Источник:
====================
С Романом Кузнецовым вы уже знакомы – это психолог из центра «Тут поймут». Но сегодня мы обсуждаем не профессиональную деятельность, а намного личное, тайное и закрытое. Здесь – история Романа, которая, если и не поможет что-то осознать или поменять, хотя бы метафорически обнимет и даст знать, что вы не одни.
– Сейчас шёл домой, и соседи попросили помочь занести мужчину. Я спрашиваю, что с ним. «Напился, лежит прям возле дверей». Мы его оттащили, а потом я узнал, что у него дочка в шестом классе учится. Он один её воспитывает. Я начал думать, то о дочке, то об отце. И вот даже в таких случаях ты что-то да делаешь, не находясь на работе, – рассказывает Роман, пока мы усаживаемся в кресла-мешки.
Кабинет у Романа небольшой – с суффиксом «-ик». Я невольно думаю о том, как в подобной атмосфере проходят разговоры психолога и подростка. И ощущаю, что доверительно.
Роман и в отрыве от своего кабинетика вызывает только положительные эмоции. У Романа карие глаза – такие добрые и искристые, как у плюшевого мишки. Но помимо, кажется, необъятной доброты, у Романа в глазах можно увидеть не искры, а угли.
«Окраина маленького городка – Тогучин. Серость. Завод по производству лампочек» – первое детское воспоминание, которое приходит Роману в голову. Родился Роман в хабаровской тюрьме, когда его мать отбывала наказание за убийство отца брата – зарезала. Помимо них в когда-то семье были старшая сестра и младший брат. Со старшим Роман до сих пор поддерживает общение, а вот с остальными – нет.
– Сложно вспомнить что-то такое и сказать, что у меня было счастливое детство. Позже, уже к годам восьми-девяти, появилось что-то позитивное. Прошёл адаптационный период после стрессовой ситуации. Потом всё устаканилось, и в жизни появилась стабильность. Я знал, что есть какой-то распорядок, – делится Роман.
Маму Романа не лишили родительских прав сразу же, как она вышла из тюрьмы. Роме было два-три года. Они жили в Тогучине.
– Конец 90-ых: ни работы, ни денег, ни еды Никаких перспектив. Она справлялась с этим, заливая проблемы алкоголем. Какие-то мужчины приходили, либо её не было неделю дома. Появился ещё один мужчина, и появился ещё один брат. Старшая сестра ушла, и уговорила брата, а меня и младшего забрали. Но всё равно хотелось остаться с мамой. Ты слишком маленький, чтобы осознавать, в какой ситуации находишься. Для тебя это естественно: не есть по четыре дня, сидеть в подполе, пока она бухала. Для тебя понятие нормальности немножко другое.
====================
Предоставленные материалы:
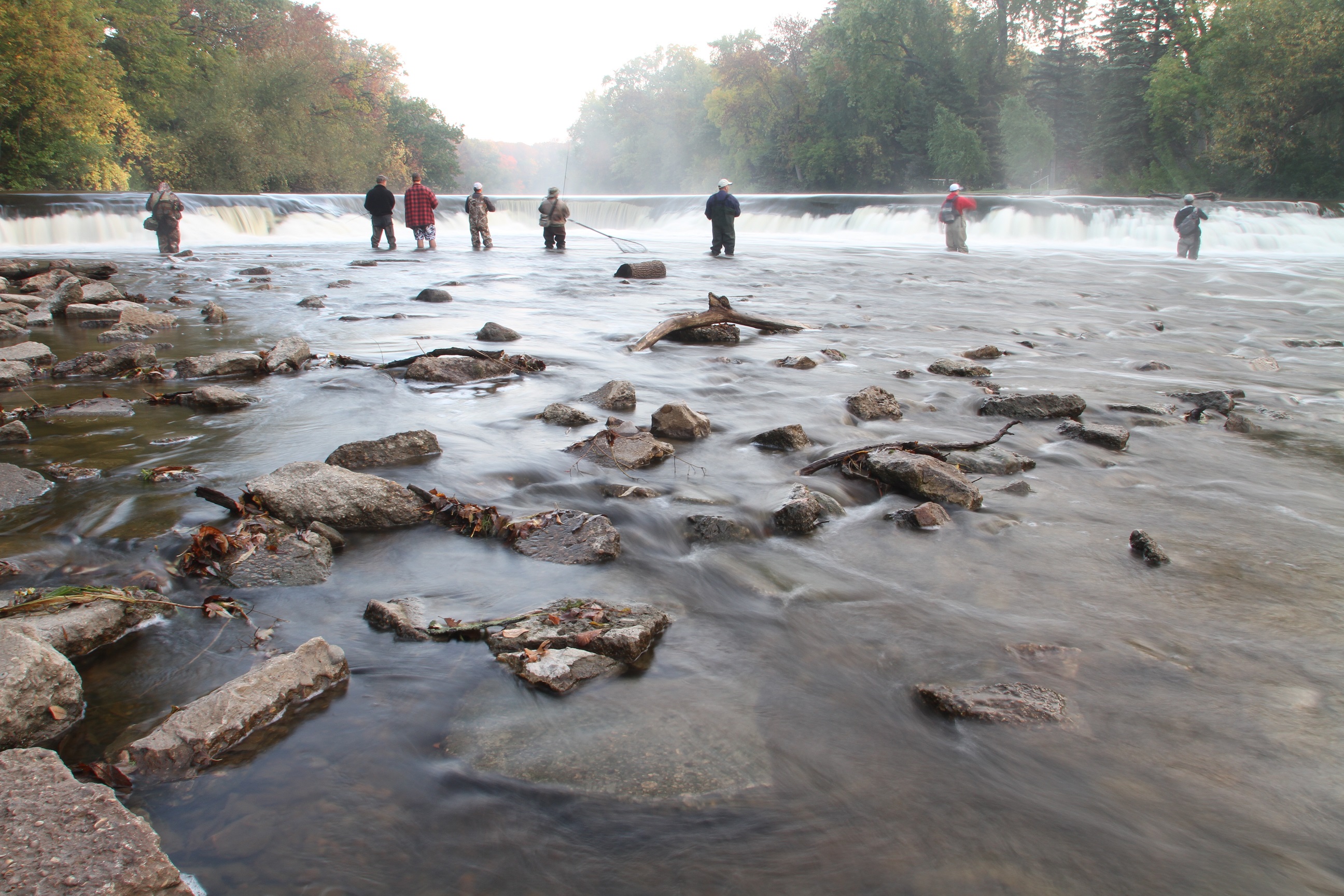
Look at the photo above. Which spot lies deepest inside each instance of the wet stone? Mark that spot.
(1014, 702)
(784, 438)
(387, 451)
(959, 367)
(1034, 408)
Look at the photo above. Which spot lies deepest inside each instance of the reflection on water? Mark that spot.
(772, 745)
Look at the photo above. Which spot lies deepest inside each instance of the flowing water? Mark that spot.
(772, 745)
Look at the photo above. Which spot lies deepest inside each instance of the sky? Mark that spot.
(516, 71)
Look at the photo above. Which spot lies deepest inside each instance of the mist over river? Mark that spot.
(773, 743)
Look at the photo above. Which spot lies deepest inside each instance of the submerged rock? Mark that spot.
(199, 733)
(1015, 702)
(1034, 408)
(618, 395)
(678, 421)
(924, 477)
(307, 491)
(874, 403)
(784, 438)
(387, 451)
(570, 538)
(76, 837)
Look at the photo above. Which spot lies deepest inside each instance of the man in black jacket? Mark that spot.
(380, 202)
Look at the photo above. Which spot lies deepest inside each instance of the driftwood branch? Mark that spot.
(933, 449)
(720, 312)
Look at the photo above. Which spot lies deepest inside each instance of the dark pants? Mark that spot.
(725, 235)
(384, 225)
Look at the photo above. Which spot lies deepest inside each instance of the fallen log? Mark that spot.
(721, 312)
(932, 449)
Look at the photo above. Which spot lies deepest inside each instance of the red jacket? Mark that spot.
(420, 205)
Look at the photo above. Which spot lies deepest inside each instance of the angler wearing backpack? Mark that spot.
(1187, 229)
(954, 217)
====================
Задания:
**1)** Где, согласно источнику, родился Роман?
**2)** Отредактируйте фрагмент источника от «С Романом Кузнецовым» до «ощущаю, что доверительно.», заменив «соседи» на «прохожие».

Ответы к заданиям:
**1)** Роман родился в хабаровской тюрьме.

**2)**
С Романом Кузнецовым вы уже знакомы – это психолог из центра «Тут поймут». Но сегодня мы обсуждаем не профессиональную деятельность, а намного личное, тайное и закрытое. Здесь – история Романа, которая, если и не поможет что-то осознать или поменять, хотя бы метафорически обнимет и даст знать, что вы не одни.
– Сейчас шёл домой, и прохожие попросили помочь занести мужчину. Я спрашиваю, что с ним. «Напился, лежит прям возле дверей». Мы его оттащили, а потом я узнал, что у него дочка в шестом классе учится. Он один её воспитывает. Я начал думать, то о дочке, то об отце. И вот даже в таких случаях ты что-то да делаешь, не находясь на работе, – рассказывает Роман, пока мы усаживаемся в кресла-мешки.
Кабинет у Романа небольшой – с суффиксом «-ик». Я невольно думаю о том, как в подобной атмосфере проходят разговоры психолога и подростка. И ощущаю, что доверительно.